Gather every line of the excerpts of bounding box data that contains the word "tomato". Copy each of those lines in full.

## begin Provided data

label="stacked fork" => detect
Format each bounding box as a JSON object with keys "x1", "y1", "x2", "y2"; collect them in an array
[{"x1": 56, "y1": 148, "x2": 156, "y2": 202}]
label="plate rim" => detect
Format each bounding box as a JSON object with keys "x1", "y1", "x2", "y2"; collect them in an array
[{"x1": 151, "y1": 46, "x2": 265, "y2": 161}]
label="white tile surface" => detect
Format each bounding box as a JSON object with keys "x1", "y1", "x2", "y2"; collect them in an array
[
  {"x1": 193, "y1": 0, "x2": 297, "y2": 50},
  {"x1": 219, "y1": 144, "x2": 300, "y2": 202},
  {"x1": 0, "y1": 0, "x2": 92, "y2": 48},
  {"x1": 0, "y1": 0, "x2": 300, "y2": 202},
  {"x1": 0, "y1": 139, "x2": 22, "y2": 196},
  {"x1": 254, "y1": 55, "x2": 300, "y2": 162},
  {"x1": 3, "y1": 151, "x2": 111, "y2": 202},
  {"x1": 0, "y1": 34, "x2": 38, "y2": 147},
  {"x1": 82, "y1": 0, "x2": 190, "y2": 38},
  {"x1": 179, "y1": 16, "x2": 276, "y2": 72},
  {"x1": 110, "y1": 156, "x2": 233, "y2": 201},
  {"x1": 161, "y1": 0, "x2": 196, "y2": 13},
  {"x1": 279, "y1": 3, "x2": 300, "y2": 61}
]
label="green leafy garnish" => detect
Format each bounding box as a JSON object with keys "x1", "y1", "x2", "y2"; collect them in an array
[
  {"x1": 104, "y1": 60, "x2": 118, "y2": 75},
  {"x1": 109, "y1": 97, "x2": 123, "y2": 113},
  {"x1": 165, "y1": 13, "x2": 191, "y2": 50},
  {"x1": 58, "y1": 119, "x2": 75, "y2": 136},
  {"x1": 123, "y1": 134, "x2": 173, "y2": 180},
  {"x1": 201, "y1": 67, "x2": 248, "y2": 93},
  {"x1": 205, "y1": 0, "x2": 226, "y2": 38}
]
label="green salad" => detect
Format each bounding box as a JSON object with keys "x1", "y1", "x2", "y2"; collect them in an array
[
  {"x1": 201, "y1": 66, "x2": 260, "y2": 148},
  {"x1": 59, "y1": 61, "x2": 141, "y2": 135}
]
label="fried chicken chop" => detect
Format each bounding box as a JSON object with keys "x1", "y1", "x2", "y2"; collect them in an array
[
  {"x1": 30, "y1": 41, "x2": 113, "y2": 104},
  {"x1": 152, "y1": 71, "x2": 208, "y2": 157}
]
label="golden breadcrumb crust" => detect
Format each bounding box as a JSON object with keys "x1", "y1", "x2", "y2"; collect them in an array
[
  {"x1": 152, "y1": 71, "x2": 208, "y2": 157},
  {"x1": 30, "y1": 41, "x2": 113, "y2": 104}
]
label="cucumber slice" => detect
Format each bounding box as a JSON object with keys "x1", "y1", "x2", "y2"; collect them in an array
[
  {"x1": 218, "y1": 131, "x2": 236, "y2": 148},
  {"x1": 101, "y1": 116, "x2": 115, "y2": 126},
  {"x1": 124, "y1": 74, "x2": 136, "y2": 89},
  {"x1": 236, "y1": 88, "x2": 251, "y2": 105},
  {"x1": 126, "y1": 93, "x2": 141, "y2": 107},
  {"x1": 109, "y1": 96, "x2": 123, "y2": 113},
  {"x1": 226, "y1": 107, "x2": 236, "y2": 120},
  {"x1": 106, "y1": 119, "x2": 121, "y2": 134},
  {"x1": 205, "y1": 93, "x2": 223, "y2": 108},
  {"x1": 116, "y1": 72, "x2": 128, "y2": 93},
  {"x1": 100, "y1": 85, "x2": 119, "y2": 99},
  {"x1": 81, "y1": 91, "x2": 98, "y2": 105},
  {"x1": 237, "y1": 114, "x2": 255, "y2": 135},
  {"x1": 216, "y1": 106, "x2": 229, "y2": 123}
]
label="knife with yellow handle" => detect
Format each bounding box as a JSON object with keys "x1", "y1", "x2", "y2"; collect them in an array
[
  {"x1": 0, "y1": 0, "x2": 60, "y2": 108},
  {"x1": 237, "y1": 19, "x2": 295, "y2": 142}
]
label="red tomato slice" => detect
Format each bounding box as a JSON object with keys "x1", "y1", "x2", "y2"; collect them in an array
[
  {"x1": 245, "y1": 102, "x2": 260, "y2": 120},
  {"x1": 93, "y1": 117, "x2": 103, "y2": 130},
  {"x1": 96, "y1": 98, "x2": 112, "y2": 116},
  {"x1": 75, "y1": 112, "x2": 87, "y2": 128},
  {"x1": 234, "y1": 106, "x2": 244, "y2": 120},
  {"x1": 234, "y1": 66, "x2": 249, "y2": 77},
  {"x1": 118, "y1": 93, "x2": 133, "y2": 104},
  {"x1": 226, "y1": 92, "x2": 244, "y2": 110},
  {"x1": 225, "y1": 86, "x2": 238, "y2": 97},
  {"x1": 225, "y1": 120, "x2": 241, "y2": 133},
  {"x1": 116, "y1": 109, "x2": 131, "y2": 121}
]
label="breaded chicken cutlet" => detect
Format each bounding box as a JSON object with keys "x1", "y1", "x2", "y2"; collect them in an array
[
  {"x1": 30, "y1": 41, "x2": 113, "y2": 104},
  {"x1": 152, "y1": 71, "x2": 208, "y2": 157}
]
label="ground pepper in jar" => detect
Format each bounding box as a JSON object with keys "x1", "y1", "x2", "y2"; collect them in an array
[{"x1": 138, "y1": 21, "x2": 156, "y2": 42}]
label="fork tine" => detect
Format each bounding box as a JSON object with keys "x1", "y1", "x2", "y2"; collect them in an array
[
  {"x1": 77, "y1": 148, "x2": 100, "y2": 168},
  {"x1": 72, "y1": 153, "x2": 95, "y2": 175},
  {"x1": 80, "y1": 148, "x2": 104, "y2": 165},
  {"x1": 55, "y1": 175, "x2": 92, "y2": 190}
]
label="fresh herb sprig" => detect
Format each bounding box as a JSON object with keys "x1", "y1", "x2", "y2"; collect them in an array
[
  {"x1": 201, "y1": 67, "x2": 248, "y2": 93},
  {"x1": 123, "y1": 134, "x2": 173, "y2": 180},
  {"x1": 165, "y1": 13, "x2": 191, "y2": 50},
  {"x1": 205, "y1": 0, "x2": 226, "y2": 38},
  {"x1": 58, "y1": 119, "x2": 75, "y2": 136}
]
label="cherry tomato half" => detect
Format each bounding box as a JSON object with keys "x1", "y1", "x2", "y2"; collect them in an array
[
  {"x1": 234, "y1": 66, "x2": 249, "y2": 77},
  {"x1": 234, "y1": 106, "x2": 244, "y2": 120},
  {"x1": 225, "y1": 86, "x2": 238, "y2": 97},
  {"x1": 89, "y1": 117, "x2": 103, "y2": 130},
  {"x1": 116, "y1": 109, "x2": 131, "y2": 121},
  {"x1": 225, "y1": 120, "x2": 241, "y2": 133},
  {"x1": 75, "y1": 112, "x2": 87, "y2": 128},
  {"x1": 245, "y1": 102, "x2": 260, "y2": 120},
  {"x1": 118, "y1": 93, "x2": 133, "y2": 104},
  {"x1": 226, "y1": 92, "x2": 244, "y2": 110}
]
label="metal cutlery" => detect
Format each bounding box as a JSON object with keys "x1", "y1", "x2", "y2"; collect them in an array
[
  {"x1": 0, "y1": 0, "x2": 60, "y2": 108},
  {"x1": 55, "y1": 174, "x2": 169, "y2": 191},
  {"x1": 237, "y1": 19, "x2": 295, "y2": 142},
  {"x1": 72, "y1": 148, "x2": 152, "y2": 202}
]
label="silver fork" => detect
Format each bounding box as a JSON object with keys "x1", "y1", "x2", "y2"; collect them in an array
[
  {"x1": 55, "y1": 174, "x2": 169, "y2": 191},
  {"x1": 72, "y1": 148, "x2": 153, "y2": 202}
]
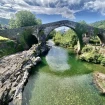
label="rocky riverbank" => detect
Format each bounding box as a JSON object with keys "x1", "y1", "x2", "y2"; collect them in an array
[
  {"x1": 93, "y1": 72, "x2": 105, "y2": 94},
  {"x1": 0, "y1": 44, "x2": 48, "y2": 105}
]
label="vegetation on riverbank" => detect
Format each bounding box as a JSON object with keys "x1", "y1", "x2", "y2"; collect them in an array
[
  {"x1": 79, "y1": 45, "x2": 105, "y2": 66},
  {"x1": 0, "y1": 36, "x2": 23, "y2": 58}
]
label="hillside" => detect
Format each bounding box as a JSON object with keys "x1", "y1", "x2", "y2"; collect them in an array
[
  {"x1": 90, "y1": 20, "x2": 105, "y2": 29},
  {"x1": 0, "y1": 17, "x2": 9, "y2": 24}
]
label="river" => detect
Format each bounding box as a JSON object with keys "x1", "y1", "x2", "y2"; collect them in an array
[{"x1": 22, "y1": 40, "x2": 105, "y2": 105}]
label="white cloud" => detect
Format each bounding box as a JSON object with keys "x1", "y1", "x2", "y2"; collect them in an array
[
  {"x1": 0, "y1": 0, "x2": 81, "y2": 19},
  {"x1": 84, "y1": 0, "x2": 105, "y2": 15}
]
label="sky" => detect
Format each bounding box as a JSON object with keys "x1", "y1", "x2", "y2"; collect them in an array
[{"x1": 0, "y1": 0, "x2": 105, "y2": 23}]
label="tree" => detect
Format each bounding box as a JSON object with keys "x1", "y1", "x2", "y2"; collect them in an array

## end Provided data

▶ [Written reply]
label="red tomato slice" => detect
label="cherry tomato half" => detect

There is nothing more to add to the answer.